Copy each of the entries below faithfully, setting aside any pictures.

_ _ _ _ _

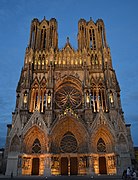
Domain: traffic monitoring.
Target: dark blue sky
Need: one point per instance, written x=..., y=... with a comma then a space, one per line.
x=121, y=23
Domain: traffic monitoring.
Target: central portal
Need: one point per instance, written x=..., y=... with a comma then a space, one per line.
x=69, y=166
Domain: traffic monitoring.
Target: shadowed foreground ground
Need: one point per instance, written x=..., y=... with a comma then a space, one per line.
x=62, y=177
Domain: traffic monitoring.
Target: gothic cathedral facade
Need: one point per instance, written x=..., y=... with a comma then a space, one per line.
x=68, y=118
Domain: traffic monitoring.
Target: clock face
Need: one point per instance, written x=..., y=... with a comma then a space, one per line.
x=68, y=94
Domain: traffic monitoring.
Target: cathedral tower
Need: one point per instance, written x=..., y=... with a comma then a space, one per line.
x=68, y=117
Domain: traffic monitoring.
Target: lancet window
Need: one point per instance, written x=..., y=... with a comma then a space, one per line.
x=36, y=148
x=98, y=97
x=101, y=147
x=38, y=98
x=92, y=38
x=43, y=37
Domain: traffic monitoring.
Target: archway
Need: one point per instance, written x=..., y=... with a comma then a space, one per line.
x=35, y=166
x=102, y=165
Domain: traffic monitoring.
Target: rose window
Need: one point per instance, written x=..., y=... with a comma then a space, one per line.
x=68, y=143
x=68, y=94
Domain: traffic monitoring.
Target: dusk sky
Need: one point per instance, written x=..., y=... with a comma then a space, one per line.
x=121, y=23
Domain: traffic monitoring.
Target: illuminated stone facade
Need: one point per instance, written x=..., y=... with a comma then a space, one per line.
x=68, y=117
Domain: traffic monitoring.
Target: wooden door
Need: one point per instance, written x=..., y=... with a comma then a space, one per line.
x=35, y=166
x=64, y=166
x=73, y=166
x=102, y=165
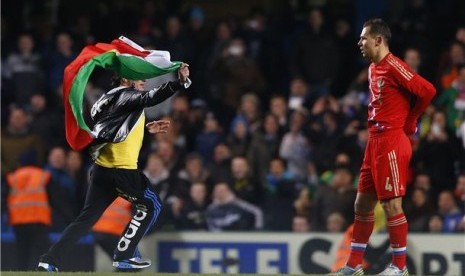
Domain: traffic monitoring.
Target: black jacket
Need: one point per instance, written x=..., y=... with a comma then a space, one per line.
x=117, y=111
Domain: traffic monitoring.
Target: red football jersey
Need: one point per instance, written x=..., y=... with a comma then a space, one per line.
x=392, y=85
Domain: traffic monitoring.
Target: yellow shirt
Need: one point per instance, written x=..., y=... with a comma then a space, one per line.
x=124, y=155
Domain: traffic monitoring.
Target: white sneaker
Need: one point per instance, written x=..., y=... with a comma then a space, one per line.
x=394, y=270
x=132, y=263
x=347, y=270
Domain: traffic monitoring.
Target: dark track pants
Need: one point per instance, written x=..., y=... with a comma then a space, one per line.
x=106, y=185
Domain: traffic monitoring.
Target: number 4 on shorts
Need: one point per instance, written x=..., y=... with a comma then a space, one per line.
x=388, y=186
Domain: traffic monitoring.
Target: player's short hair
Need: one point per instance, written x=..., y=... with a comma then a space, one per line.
x=379, y=27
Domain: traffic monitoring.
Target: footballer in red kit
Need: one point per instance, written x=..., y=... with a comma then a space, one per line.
x=398, y=98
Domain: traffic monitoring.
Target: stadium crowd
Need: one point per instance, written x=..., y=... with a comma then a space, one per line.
x=272, y=132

_ _ _ _ _

** Written solution **
Domain: traffic monitoring.
Target: dark blue sky
Need: one point per instance, written x=..., y=... with a comma then a space, one per line.
x=121, y=23
Domain: traffic monitoring.
Target: central portal
Need: one point per instance, written x=..., y=... with a comma then a space, one per line.
x=69, y=166
Domain: traffic monitoring.
Target: shadowed foreground ground
Need: one point per instance, written x=..., y=... with a comma then a space, one per line.
x=62, y=177
Domain: traffic monitoring.
Target: gothic cathedral facade
Need: one point per instance, written x=..., y=... with a comma then a space, one per line.
x=68, y=118
Domain: traffic monitoring.
Target: clock face
Need: one point per instance, written x=..., y=... with a comma then a space, one per line.
x=68, y=94
Domain: traffic monitoring.
Target: cathedral tower
Need: one point per instance, written x=..., y=... with a comma then a space, one per line.
x=68, y=117
Domain: traffic monitoring.
Target: lancet window
Need: one point per instance, written x=..., y=... with a comma then a space, one per line.
x=36, y=148
x=98, y=97
x=101, y=147
x=38, y=98
x=92, y=38
x=43, y=37
Domain: traffic monitoring.
Target: archway
Need: one point per instance, written x=..., y=... with a comma then a space, one per line.
x=35, y=166
x=102, y=165
Domain: traffic monitoring.
Target: rose window
Need: one point per instance, written x=..., y=... with a comma then a space, one per line.
x=68, y=143
x=68, y=94
Domain: traffic monitoring.
Target: dusk sky
Need: one point per instance, written x=..., y=... with a comma then a space, one per line.
x=121, y=23
Domain: traffic monitoring.
Target: illuminated stone facade
Need: one point per instance, written x=..., y=... with a comma then a space, one per line.
x=68, y=117
Domain: traffic monitoring.
Target: wooden door
Need: one point per instance, written x=..., y=... with a comma then a space, one per line.
x=35, y=166
x=64, y=166
x=73, y=166
x=102, y=165
Domain: traffic monitoring.
Target: black jacket
Need: one point per instance, written x=..., y=... with a comma then a space, one per line.
x=117, y=111
Domain: traffic monitoring.
Target: red football jersey
Need: one point per instance, written x=..., y=... with a comma then a space, one per line.
x=392, y=85
Domain: traffic monitoring.
Target: yellow shirt
Need: one point per instance, written x=..., y=... with a comma then a space, one per line.
x=124, y=155
Domain: traffic monitoring.
Target: white sneaker
Need: one point per instance, written x=..., y=... with a comma then a space, one per line.
x=394, y=270
x=132, y=263
x=347, y=270
Domain: traffic monitoring.
Target: dark track pants
Need: one point per instance, written x=..., y=... with a comma then a space, one per line.
x=106, y=185
Domain: traffic monitoring.
Target: number 4 on shorts
Need: one point per instance, written x=..., y=... with a comma then a space, one per line.
x=388, y=186
Domain: traffic monitoring.
Target: player's short hair
Need: one point per instance, written x=..., y=... with a comma then a space, one per line.
x=379, y=27
Domain: traffic monitoring.
Target: footballer in red kit
Need: one point per instance, written x=..., y=... with a comma then a space, one per line.
x=398, y=98
Domain: traffic monitoring.
Target: stadium crowd
Need: one point per instance, written x=..., y=... with a comma then a space, one per line.
x=272, y=132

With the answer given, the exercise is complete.